In the records below, find the line containing "150, row 276.", then extract that line and all subsequent lines exactly, leaving out everything else.
_ _ _ _
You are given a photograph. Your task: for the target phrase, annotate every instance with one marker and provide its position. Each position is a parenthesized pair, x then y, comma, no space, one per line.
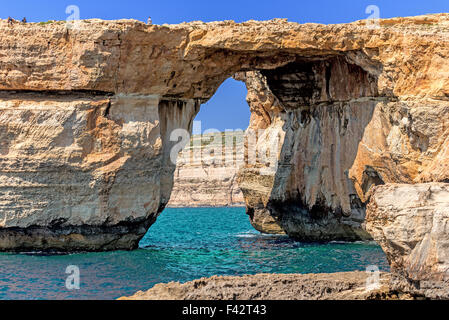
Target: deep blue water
(184,244)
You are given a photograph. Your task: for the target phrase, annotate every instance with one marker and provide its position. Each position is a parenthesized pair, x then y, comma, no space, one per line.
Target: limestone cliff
(202,182)
(322,286)
(86,116)
(410,222)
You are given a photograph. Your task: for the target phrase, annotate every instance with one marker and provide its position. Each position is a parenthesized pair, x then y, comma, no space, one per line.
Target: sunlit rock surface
(86,115)
(206,172)
(410,222)
(321,286)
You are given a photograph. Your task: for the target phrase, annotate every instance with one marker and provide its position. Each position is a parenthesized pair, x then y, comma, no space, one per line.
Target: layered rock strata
(87,113)
(209,180)
(334,286)
(410,222)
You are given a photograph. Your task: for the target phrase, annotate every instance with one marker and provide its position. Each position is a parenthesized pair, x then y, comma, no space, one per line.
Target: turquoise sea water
(184,244)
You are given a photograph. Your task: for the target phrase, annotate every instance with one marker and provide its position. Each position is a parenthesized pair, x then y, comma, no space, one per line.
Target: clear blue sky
(227,109)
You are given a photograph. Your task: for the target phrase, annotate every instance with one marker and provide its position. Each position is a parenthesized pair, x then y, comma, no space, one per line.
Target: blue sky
(227,109)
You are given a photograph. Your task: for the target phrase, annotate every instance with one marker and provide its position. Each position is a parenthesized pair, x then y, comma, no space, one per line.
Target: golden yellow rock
(86,116)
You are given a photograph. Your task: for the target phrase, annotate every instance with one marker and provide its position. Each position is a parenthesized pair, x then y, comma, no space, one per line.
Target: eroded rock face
(322,286)
(208,180)
(82,171)
(410,222)
(86,116)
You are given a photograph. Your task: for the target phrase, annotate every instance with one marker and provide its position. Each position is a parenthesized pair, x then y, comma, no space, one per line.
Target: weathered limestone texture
(209,181)
(410,222)
(86,115)
(322,286)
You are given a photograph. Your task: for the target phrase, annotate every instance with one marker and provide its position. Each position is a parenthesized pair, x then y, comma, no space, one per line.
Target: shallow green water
(184,244)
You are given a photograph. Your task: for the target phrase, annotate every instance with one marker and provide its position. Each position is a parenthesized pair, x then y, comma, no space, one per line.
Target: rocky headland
(203,182)
(351,121)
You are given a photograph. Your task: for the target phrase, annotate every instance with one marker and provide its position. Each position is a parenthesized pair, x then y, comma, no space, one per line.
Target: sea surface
(184,244)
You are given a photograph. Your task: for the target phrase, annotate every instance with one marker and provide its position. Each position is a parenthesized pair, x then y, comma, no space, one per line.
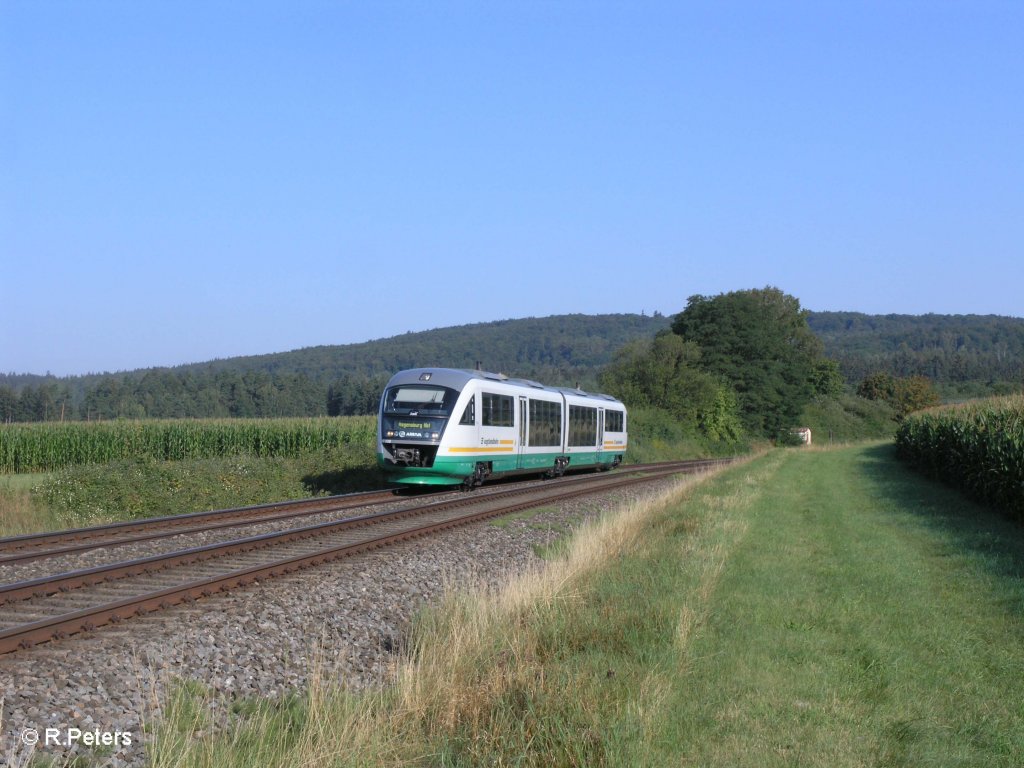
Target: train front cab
(415,416)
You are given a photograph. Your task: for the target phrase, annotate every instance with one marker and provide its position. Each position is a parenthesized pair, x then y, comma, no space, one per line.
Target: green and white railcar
(446,426)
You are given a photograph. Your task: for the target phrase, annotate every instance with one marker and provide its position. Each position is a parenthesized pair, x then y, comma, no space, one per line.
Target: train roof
(458,378)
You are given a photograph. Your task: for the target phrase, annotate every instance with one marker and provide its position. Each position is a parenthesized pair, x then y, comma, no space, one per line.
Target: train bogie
(445,427)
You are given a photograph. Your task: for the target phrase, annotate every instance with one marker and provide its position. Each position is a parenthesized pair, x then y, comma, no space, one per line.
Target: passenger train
(441,426)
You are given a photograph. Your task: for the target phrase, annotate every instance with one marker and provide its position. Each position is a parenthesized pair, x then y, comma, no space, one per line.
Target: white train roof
(458,378)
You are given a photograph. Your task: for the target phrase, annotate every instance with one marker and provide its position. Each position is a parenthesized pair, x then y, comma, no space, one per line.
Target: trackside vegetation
(807,607)
(46,446)
(977,446)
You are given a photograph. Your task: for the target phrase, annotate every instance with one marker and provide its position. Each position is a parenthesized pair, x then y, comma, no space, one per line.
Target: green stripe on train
(451,470)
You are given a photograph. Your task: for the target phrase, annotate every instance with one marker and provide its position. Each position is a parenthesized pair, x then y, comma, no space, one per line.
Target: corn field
(43,448)
(978,446)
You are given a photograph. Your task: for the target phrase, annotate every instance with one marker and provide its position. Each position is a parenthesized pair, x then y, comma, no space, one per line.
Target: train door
(523,429)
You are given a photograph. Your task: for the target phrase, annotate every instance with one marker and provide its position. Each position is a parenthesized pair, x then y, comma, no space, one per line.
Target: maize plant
(46,446)
(977,446)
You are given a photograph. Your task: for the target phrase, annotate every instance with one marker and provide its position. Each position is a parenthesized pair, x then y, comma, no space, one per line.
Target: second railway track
(51,607)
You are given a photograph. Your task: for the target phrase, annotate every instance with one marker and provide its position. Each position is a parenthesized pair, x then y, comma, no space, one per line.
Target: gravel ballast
(341,622)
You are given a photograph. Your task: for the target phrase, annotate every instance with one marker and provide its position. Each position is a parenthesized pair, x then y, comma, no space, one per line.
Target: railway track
(52,544)
(57,605)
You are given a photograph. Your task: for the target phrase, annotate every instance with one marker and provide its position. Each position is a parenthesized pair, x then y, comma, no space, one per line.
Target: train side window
(497,410)
(545,423)
(583,425)
(469,415)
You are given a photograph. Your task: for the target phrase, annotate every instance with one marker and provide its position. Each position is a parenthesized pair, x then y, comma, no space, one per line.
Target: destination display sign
(413,428)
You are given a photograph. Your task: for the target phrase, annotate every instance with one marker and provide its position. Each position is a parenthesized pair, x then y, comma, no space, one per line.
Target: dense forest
(962,354)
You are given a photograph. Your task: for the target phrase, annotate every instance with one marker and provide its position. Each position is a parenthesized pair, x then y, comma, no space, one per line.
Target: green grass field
(806,608)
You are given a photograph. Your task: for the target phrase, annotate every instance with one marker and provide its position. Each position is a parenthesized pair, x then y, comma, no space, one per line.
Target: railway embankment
(813,607)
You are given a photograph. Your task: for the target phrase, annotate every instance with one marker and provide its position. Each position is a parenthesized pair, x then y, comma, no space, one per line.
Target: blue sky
(188,180)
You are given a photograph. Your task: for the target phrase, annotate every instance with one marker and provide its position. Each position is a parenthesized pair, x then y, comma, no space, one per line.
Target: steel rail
(87,577)
(16,543)
(24,636)
(170,525)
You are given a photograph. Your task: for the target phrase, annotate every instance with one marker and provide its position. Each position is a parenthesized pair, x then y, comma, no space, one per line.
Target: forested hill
(336,380)
(950,349)
(964,354)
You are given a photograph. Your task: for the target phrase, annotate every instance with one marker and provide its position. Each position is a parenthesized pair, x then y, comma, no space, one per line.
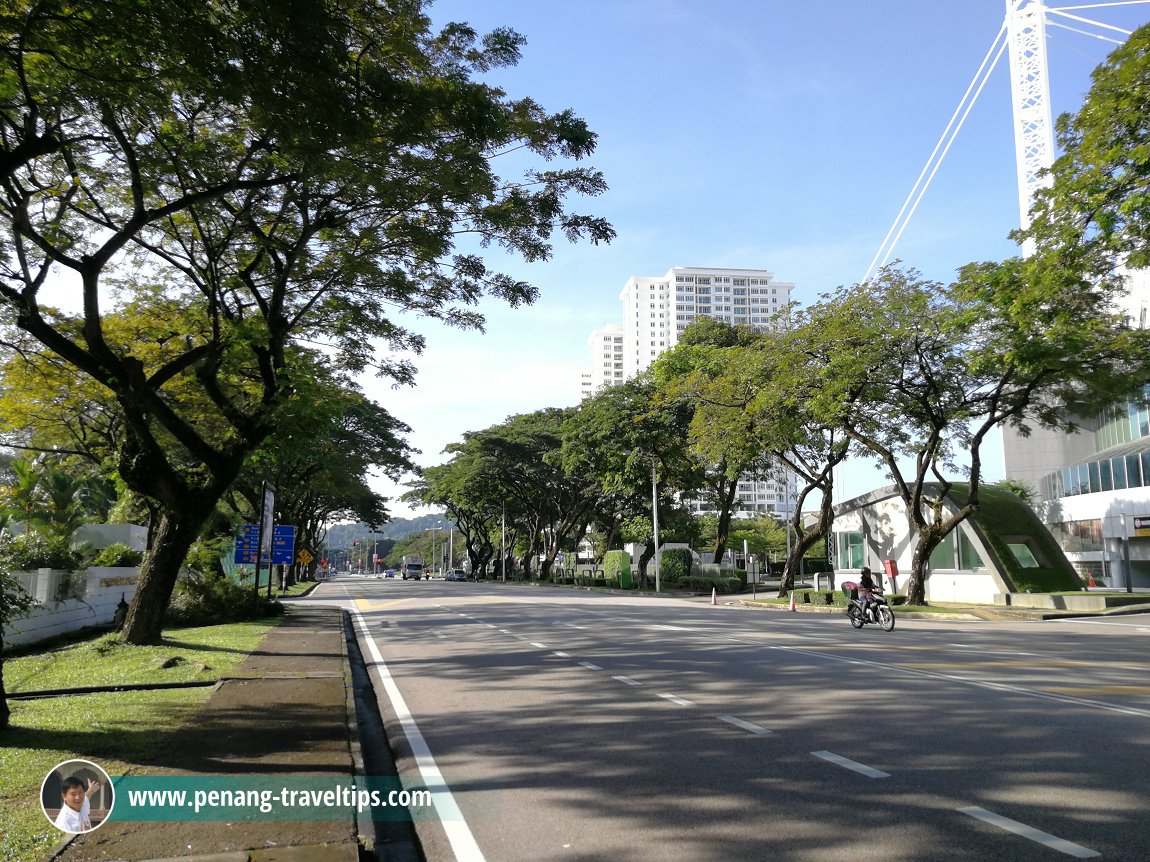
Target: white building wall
(96,606)
(1125,556)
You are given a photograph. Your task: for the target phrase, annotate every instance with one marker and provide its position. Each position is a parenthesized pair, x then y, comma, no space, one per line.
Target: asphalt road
(562,724)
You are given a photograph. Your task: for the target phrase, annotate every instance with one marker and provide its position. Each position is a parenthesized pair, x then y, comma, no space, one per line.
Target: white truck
(413,567)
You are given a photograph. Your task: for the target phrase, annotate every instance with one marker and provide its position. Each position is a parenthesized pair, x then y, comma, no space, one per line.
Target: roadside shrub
(31,552)
(674,566)
(705,584)
(614,563)
(212,598)
(117,555)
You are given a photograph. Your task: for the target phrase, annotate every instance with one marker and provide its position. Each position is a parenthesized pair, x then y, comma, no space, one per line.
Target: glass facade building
(1122,460)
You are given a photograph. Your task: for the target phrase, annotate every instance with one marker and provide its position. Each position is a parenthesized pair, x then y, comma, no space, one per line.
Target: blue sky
(763,133)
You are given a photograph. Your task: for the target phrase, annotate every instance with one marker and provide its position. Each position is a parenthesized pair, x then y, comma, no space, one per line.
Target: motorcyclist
(866,586)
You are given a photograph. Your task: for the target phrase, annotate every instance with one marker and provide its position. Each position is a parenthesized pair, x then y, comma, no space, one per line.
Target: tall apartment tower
(656,312)
(607,362)
(657,309)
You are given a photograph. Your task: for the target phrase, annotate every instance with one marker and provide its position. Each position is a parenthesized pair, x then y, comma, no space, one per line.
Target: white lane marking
(455,828)
(853,766)
(1035,834)
(744,725)
(970,680)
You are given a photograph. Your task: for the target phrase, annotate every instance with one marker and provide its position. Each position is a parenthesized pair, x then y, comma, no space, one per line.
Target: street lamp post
(654,518)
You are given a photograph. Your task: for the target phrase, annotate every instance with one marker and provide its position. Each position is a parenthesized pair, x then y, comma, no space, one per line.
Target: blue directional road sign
(283,545)
(247,545)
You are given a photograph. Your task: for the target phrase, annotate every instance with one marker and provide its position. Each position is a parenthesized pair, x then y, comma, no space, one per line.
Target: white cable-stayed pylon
(935,159)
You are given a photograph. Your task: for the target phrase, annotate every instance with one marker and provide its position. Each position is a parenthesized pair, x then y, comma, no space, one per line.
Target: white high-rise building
(657,309)
(607,368)
(656,312)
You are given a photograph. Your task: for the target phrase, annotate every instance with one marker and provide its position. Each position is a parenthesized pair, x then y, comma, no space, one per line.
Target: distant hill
(340,536)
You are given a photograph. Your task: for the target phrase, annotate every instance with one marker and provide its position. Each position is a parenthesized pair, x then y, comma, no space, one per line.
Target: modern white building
(1093,487)
(607,359)
(656,312)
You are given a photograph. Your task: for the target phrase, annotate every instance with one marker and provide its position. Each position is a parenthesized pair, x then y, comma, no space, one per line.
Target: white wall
(102,590)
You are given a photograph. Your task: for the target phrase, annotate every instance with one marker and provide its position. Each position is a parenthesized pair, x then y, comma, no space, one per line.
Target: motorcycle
(878,610)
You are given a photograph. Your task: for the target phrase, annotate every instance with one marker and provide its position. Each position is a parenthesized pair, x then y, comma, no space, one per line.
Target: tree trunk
(722,529)
(645,558)
(802,544)
(5,713)
(174,537)
(917,586)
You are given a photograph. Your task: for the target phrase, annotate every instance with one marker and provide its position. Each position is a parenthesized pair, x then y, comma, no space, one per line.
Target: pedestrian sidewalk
(286,710)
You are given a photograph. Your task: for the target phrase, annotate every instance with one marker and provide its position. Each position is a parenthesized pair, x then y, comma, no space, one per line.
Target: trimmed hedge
(835,598)
(674,564)
(705,584)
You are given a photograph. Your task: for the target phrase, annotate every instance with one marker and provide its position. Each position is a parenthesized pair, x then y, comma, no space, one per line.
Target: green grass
(115,730)
(200,654)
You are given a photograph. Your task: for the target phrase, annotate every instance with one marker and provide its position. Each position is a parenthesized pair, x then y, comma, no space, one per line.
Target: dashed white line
(744,725)
(853,766)
(1035,834)
(460,837)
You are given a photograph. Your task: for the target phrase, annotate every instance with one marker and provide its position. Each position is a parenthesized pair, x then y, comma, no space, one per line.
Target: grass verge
(116,730)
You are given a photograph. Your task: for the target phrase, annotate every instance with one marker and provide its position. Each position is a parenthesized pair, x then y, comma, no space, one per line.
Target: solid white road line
(459,834)
(1034,834)
(744,725)
(853,766)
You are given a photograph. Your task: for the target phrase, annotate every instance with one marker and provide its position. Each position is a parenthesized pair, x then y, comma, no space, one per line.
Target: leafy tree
(14,602)
(468,487)
(619,437)
(955,362)
(721,440)
(252,175)
(320,456)
(763,405)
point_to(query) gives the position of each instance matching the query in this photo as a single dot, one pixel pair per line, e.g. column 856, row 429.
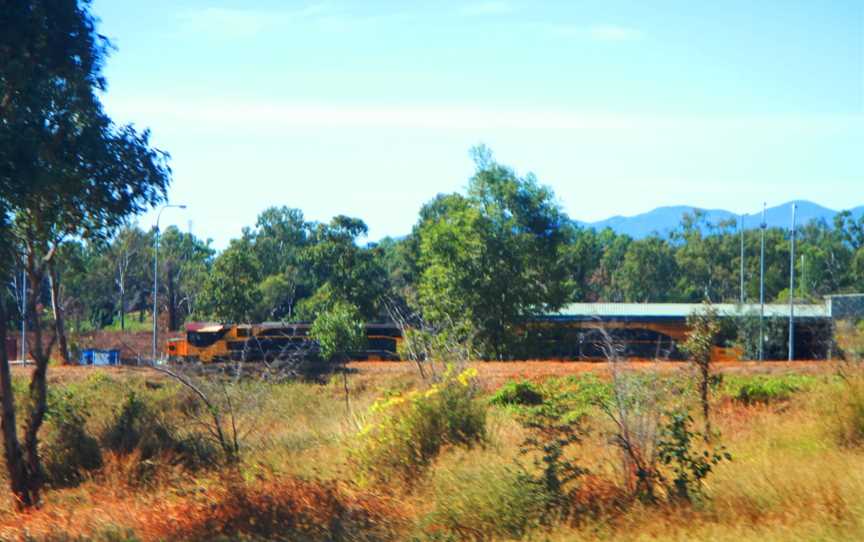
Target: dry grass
column 790, row 479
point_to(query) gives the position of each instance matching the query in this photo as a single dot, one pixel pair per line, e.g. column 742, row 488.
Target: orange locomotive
column 208, row 342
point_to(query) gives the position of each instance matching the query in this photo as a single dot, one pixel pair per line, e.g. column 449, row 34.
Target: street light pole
column 156, row 276
column 741, row 229
column 762, row 226
column 792, row 288
column 23, row 315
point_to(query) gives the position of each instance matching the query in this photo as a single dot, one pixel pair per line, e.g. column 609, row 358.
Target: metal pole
column 763, row 226
column 156, row 277
column 792, row 288
column 156, row 282
column 23, row 314
column 741, row 228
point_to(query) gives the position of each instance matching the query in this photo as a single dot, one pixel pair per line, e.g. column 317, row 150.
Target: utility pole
column 156, row 278
column 792, row 288
column 23, row 315
column 763, row 227
column 741, row 230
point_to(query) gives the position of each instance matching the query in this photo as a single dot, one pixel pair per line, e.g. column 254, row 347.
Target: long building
column 655, row 330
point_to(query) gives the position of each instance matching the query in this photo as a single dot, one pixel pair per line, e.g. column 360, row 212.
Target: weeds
column 410, row 430
column 72, row 450
column 137, row 428
column 552, row 432
column 689, row 466
column 517, row 393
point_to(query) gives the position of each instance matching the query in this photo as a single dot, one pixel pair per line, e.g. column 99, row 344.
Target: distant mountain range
column 665, row 219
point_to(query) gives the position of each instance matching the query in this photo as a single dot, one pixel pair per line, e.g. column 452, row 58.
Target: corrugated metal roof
column 682, row 310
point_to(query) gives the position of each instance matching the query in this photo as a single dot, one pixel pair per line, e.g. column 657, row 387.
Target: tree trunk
column 41, row 353
column 705, row 370
column 59, row 321
column 17, row 469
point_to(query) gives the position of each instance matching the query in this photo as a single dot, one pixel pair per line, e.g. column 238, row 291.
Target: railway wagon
column 209, row 342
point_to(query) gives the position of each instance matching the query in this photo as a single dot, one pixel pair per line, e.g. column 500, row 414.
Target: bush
column 845, row 411
column 552, row 431
column 690, row 466
column 517, row 393
column 136, row 428
column 412, row 428
column 280, row 509
column 766, row 391
column 71, row 450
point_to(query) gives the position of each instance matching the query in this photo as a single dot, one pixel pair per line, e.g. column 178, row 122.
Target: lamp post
column 763, row 226
column 156, row 276
column 792, row 288
column 741, row 235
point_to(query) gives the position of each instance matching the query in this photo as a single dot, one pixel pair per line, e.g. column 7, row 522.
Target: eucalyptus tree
column 67, row 171
column 494, row 256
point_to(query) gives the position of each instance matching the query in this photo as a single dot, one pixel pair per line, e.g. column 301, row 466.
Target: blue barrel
column 92, row 356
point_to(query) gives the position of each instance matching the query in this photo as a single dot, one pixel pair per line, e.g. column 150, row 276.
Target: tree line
column 480, row 262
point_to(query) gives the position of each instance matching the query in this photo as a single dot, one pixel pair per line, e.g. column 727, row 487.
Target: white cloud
column 255, row 115
column 610, row 32
column 243, row 22
column 487, row 8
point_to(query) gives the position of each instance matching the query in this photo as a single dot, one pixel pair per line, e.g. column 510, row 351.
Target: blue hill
_ _ _ _
#### ANSWER FOR THE TASK
point_to(query) gives the position of each instance matching the query in this photo as a single dot, one pixel pair per line, e.g. column 150, row 276.
Target: tree line
column 480, row 262
point_to(query) gives the position of each instance matching the query in this photo as a single dot, one pixel pair per line, e.g. column 727, row 487.
Target: white cloud
column 255, row 115
column 610, row 32
column 243, row 22
column 487, row 8
point_to(query) gives the position of each instance matching the query in this photo as a single dot, one pixel pair per line, e.g. column 510, row 351.
Target: blue hill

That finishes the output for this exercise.